THE PROBLEM: The records that follow are to be repeated exactly, without any pictures.

Natural language region descriptions:

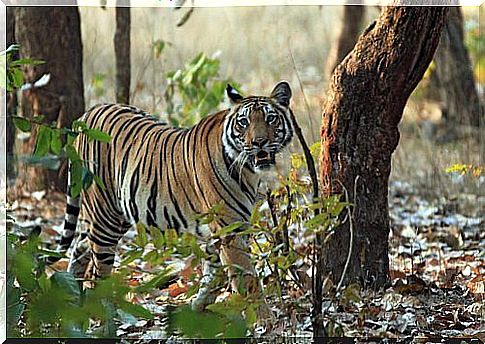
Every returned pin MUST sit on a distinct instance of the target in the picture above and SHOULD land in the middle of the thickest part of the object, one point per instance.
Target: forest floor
(437, 266)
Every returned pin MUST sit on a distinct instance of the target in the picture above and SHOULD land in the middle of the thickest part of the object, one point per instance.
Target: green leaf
(76, 178)
(228, 229)
(22, 124)
(157, 237)
(131, 256)
(56, 143)
(44, 283)
(99, 182)
(66, 282)
(158, 281)
(141, 238)
(43, 141)
(72, 153)
(98, 135)
(135, 310)
(87, 178)
(18, 78)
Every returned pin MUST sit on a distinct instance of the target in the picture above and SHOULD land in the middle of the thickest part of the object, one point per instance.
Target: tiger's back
(160, 175)
(164, 177)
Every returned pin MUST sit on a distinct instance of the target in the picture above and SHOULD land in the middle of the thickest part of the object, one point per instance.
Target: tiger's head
(258, 127)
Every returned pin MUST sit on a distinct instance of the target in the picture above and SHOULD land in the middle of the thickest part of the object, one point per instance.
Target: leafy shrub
(199, 89)
(56, 305)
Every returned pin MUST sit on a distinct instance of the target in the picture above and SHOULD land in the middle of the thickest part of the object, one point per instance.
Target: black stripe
(167, 217)
(152, 202)
(70, 226)
(72, 209)
(133, 189)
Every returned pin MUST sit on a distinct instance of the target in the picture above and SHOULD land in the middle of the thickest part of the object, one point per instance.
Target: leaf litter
(437, 270)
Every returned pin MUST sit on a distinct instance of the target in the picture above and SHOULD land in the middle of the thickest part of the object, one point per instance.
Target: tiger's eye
(243, 122)
(271, 119)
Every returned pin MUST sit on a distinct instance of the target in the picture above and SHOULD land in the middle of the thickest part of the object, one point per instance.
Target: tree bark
(11, 103)
(51, 34)
(455, 75)
(122, 54)
(359, 133)
(349, 33)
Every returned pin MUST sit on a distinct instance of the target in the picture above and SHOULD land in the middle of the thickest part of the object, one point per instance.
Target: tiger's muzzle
(263, 159)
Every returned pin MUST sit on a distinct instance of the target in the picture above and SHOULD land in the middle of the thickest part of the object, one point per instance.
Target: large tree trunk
(51, 34)
(349, 33)
(455, 75)
(11, 103)
(359, 133)
(122, 52)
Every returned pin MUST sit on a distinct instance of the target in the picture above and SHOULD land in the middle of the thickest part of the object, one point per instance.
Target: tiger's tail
(73, 207)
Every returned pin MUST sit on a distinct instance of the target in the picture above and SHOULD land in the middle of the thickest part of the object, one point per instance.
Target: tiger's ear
(233, 95)
(282, 93)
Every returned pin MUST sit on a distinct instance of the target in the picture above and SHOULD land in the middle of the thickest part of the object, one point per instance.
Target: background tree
(353, 17)
(359, 133)
(62, 99)
(454, 74)
(11, 100)
(122, 53)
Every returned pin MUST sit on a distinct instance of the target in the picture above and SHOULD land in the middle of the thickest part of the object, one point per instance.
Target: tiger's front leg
(242, 273)
(208, 288)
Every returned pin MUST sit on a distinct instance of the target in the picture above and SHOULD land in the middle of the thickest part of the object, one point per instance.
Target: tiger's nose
(260, 142)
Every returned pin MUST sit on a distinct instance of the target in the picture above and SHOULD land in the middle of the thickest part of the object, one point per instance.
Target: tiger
(164, 176)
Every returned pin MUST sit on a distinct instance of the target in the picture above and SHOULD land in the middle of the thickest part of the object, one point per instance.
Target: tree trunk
(455, 75)
(122, 52)
(359, 133)
(11, 103)
(51, 34)
(349, 33)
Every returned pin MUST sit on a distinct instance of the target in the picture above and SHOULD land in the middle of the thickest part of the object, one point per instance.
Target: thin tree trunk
(11, 103)
(455, 75)
(51, 34)
(349, 33)
(359, 133)
(122, 54)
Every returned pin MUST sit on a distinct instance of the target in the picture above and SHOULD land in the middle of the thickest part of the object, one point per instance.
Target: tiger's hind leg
(103, 245)
(79, 262)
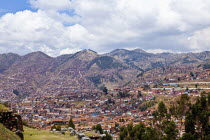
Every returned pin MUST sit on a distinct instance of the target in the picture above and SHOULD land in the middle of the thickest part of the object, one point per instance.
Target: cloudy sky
(66, 26)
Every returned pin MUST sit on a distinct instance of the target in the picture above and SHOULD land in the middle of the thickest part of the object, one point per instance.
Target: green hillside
(3, 108)
(6, 134)
(35, 134)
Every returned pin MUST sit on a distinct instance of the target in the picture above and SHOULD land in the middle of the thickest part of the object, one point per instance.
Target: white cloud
(32, 31)
(103, 25)
(51, 4)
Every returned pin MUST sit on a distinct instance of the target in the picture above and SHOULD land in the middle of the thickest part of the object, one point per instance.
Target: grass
(6, 134)
(35, 134)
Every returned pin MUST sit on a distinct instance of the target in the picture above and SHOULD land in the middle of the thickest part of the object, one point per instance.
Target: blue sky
(66, 26)
(13, 6)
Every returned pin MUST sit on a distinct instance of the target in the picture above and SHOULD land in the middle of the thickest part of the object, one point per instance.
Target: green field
(35, 134)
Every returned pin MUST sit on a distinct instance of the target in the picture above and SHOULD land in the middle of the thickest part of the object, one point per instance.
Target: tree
(162, 109)
(189, 123)
(170, 131)
(105, 90)
(58, 128)
(209, 99)
(98, 128)
(188, 136)
(71, 124)
(108, 136)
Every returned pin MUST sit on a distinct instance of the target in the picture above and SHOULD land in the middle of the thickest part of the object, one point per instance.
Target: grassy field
(35, 134)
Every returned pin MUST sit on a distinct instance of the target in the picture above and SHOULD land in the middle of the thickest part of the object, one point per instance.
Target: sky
(58, 27)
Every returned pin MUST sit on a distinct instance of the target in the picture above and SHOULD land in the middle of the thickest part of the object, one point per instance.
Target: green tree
(209, 99)
(98, 128)
(71, 124)
(170, 131)
(108, 136)
(105, 90)
(58, 128)
(162, 109)
(188, 136)
(189, 123)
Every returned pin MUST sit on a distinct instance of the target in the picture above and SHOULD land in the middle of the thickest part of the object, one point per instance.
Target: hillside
(38, 73)
(35, 134)
(6, 134)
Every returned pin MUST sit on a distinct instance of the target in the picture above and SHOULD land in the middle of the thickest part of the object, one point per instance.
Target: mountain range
(37, 72)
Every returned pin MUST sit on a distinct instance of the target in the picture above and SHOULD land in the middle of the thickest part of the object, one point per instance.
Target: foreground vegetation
(6, 134)
(35, 134)
(163, 127)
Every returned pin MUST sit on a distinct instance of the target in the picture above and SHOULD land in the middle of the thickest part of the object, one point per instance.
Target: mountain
(7, 60)
(36, 62)
(37, 73)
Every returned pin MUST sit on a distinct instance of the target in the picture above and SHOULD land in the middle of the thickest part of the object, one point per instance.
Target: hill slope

EXPECTED OUTPUT:
Every returned pin MUST sit on a distinct instance of the target in the picture above and SHOULD land in the middle of the thickest part of the object, one point per instance.
Target: forest floor
(437, 266)
Every returned pin MUST sit on a distinct instance of the target in the picture above and SHOULD land in the middle of the thickest part of the object, one point per instance.
Target: green leaf
(76, 178)
(228, 229)
(22, 124)
(157, 237)
(131, 256)
(56, 143)
(44, 283)
(99, 182)
(66, 282)
(158, 281)
(141, 238)
(43, 141)
(72, 153)
(98, 135)
(135, 310)
(87, 178)
(18, 78)
Every returned pin MUST sit on a distinct instance of the target in the picture above and SHOULD land in the middle of the thickest part of the object, one point per instance.
Target: tiger's back
(160, 175)
(164, 177)
Every returned pin MUST sit on a distinct instance of the target in the picture above and SHOULD land in the middle of the thickest part of the object, one point per instance.
Target: tiger's head
(258, 127)
Every returned pin MUST sit on a distinct instance of the target in the picture above and SHOULD land in the middle of the thickest part of the object, one point per instance.
Target: leafy shrub
(199, 89)
(56, 305)
Every returned pin MUST sit on a distinct instance of the target in the picture above and SHOULD land in the middle of the thickest part of the object, one point per instance.
Target: black stripe
(167, 217)
(152, 202)
(70, 226)
(72, 209)
(133, 189)
Every returned pin MUST sit on a distinct instance of the target in the picture above and SHOULD land in the middle of the thickest part of the object, one point per instance.
Target: leaf litter
(437, 270)
Every returned pin MUST sit on a distinct instance of the target in the picture above and SHOULD land in the middle of the thickest part of the object, one point per instance.
Target: tiger's eye
(243, 122)
(271, 119)
Every returned pin MUST sit on a distinct instance of the target in the picture above and SHOULD land in the middle of the thickest part of the object, one point per instance.
Target: tree bark
(11, 103)
(51, 34)
(455, 75)
(122, 54)
(359, 133)
(349, 33)
Every returned pin MUST sit on a distinct instance of the target in the picture above and SHOULD land in the middle of the thickest part of the object, one point per instance.
Target: tiger's muzzle
(263, 159)
Every returned pin MUST sit on a distinct instance of the target in the picture above and SHOULD land in the middle of the thickest part of the object, one point per instance.
Target: large tree trunk
(51, 34)
(349, 33)
(455, 75)
(11, 103)
(359, 133)
(122, 52)
Every returned pin MUST sit on a distinct instance of the target in the picture above and SHOULD land in the middle of the thickest part of the object, one point per instance.
Target: tiger's tail
(73, 207)
Every returned pin MUST sit on a distinct instance of the target in the picture above and SHOULD land in the middle of the thickest part of the object, one point per instance.
Target: tiger's ear
(233, 95)
(282, 93)
Every returned pin MUST sit on a distinct instance of the target in the picture above and SHOULD land in the middle of the thickest part of the object, one point per instance.
Target: background tree
(353, 17)
(359, 133)
(62, 99)
(454, 74)
(11, 100)
(122, 53)
Every returned pin MUST sit on a distinct instance of the target in the picture above and SHOULD land in the middle of the thickest part of the object, one point per instance.
Target: tiger's front leg
(242, 273)
(208, 288)
Every returned pin MUST sit on a distinct instance of the target in the picture above and SHOULD land in the middle of the thickest part of the object, one point per instance.
Target: tiger's nose
(260, 142)
Every returned pin MUST sit on a distinct instance of the target in the picture above and SHOULD land in the middle of the thickest part of the object, one point per instance.
Target: tiger
(164, 176)
Every returned pin MUST sit on a distinct instance of the target in the picture above and SHOULD land in the middle of the thickest part of the object, one point per instance.
Target: tree trunk
(455, 75)
(122, 52)
(359, 133)
(11, 103)
(51, 34)
(349, 33)
Every returned pin MUST sit on a distinct instance of the target in the picture above and SHOULD land in the middle of the thickest part of the object, one point per instance.
Target: thin tree trunk
(11, 103)
(455, 75)
(51, 34)
(349, 33)
(359, 133)
(122, 54)
Every returned pin MUST sit on a distinct instance of the target in the picture above and SHOULD land in the middle of the thickest part of the object, one point per instance.
Target: tiger's hind leg
(103, 245)
(79, 262)
Every returned pin MUST sit on a distinct instance of the target in the picture above and SHOULD land in the middle of the thickest part of the object, one point per instance.
Target: cloudy sky
(66, 26)
Every returned pin MUST sit on a distinct instance of the target in the picture above and SHOULD land in the middle of the thickest part of the object, one point per instance.
Target: green hillside
(3, 108)
(6, 134)
(35, 134)
Every returned pin MUST sit on a distinct instance of the target in the picture above and SHOULD land in the middle of the thickest part of the object, one point per instance.
Target: white cloud
(32, 31)
(103, 25)
(51, 4)
Every returned pin MUST sit on a distinct instance of the target in the picture above and SHOULD land in the middle of the thickest part of the object, one point per instance.
Target: grass
(6, 134)
(35, 134)
Every returned pin MUST sit on a distinct instance of the target in the picture above and SHOULD land in the middle of the thickest part of the object, one point per instance.
Target: blue sky
(66, 26)
(13, 6)
Every returned pin MUST sit on a distinct instance of the target in the picture above and SHOULD land in the middle of the thickest part of the object, one point per instance.
Target: green field
(35, 134)
Every returned pin MUST sit on a distinct instance of the target in the picture above and SHOULD land in the middle of the thickest part of the object, one point per instance.
Target: tree
(162, 109)
(189, 123)
(170, 131)
(105, 90)
(58, 128)
(209, 99)
(98, 128)
(188, 136)
(71, 124)
(108, 136)
Every returned pin MUST sit on a distinct instance of the target in the picture above and SHOULD land in the middle of the thickest part of the object, one point per instance.
Target: grassy field
(35, 134)
Every returned pin MUST sit on a distinct instance of the target in the picture above and SHOULD land in the middle of the thickest part of the object, one point per instance.
Target: sky
(58, 27)
Every returned pin MUST sit on a distinct instance of the target in the picture above and SHOULD land in the middle of the thickest part of the object, one point per instance.
Target: green tree
(209, 99)
(98, 128)
(71, 124)
(170, 131)
(108, 136)
(105, 90)
(58, 128)
(162, 109)
(188, 136)
(189, 123)
Every returned pin MUST sit on a distinct instance of the target in the picture above and SHOULD land in the middle of the thickest part of the object, one point per instance.
Target: hillside
(38, 73)
(35, 134)
(6, 134)
Every returned pin MUST sit on a distinct instance of the target in the picture above and SHOULD land in the middle of the thickest part of the object, one point per instance.
Target: mountain range
(37, 72)
Every returned pin MUST sit on a distinct instance of the target in the picture above and SHOULD land in the middle of the thickest part of the object, one point per instance.
Target: foreground vegetation
(6, 134)
(35, 134)
(163, 127)
Every returned pin MUST sit on a distinct instance of the target in the picture above and SHOULD land in the middle of the thickest part of the object, one point per instance.
Target: mountain
(7, 60)
(36, 62)
(37, 73)
Every returned pin MUST sit on a distinct instance of the target in the picture above and SHOULD land in the middle of the thickest part of the object, one point per instance.
Target: hill slope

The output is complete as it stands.